Short exercise.
Extract every line in the records below that contains the string "coarse", copying each line unchanged.

-- START OF Extracted data --

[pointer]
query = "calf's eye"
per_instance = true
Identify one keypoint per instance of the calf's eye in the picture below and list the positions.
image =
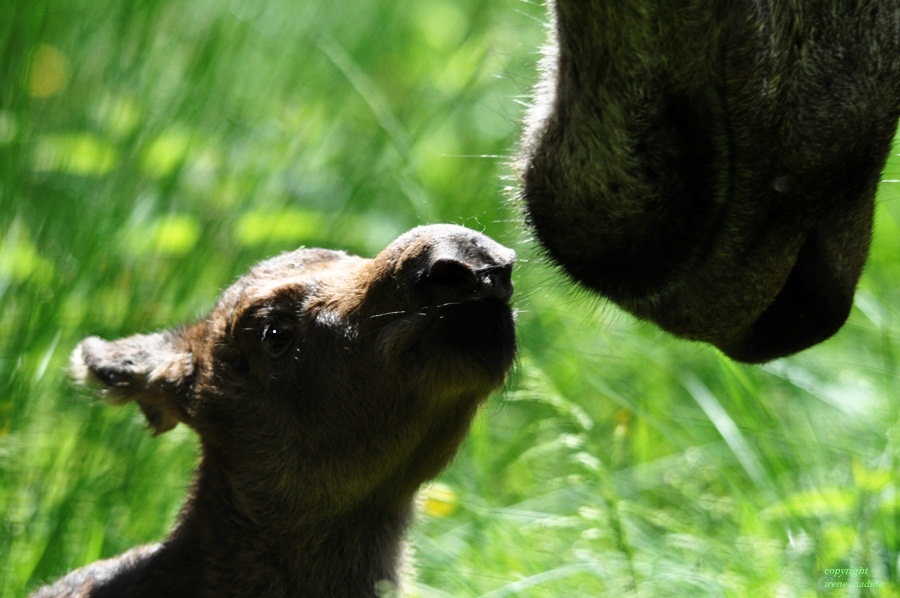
(278, 336)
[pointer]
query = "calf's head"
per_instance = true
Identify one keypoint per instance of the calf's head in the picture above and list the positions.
(321, 379)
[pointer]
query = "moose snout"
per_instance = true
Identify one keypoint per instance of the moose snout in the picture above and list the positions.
(483, 280)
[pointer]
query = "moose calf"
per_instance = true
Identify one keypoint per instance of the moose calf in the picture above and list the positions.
(326, 388)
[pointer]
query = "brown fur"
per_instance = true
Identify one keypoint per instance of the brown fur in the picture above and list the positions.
(711, 165)
(325, 389)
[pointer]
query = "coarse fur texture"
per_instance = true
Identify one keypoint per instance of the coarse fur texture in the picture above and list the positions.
(711, 165)
(325, 388)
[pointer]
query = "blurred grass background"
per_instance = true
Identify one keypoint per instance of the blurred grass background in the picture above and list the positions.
(150, 151)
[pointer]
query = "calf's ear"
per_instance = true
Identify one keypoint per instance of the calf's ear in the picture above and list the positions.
(154, 370)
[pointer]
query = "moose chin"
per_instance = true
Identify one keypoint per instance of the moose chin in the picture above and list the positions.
(711, 166)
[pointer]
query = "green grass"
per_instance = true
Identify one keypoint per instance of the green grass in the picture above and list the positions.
(151, 150)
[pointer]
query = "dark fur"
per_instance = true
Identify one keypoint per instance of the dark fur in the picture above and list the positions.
(314, 441)
(710, 165)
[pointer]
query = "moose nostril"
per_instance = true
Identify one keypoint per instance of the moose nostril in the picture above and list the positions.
(451, 272)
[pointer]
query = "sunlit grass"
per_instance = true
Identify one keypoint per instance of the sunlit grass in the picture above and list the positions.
(150, 151)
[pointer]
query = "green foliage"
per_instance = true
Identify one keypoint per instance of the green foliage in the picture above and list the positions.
(151, 150)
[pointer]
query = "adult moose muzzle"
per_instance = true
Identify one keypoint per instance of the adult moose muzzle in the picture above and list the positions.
(711, 165)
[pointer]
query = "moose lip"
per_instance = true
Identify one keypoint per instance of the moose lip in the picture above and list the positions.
(468, 327)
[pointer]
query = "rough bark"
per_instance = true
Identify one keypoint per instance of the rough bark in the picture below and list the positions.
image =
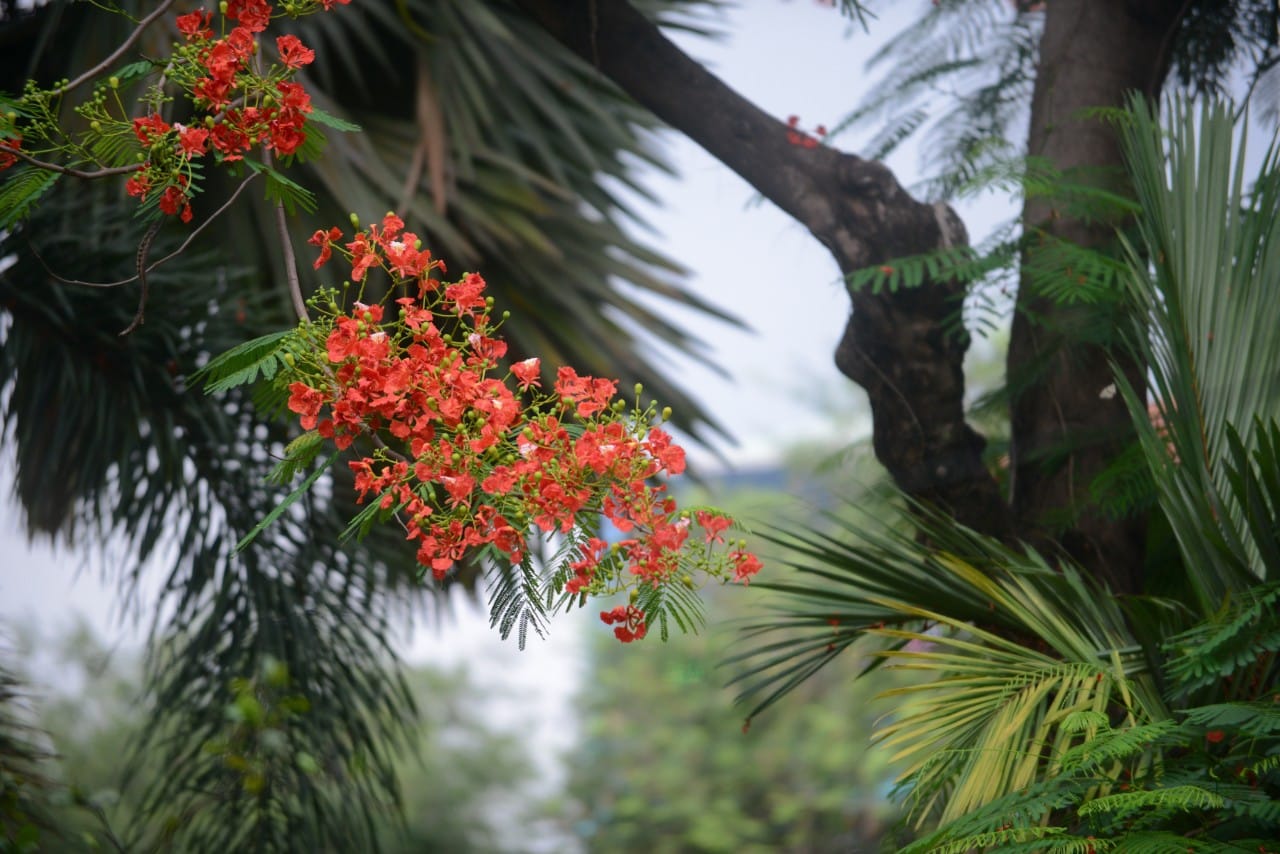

-- END OF Extracted data --

Output of the task.
query = "coarse fur texture"
Identify one keypoint per instance of the coarse fur texture in the picture above and list the positions.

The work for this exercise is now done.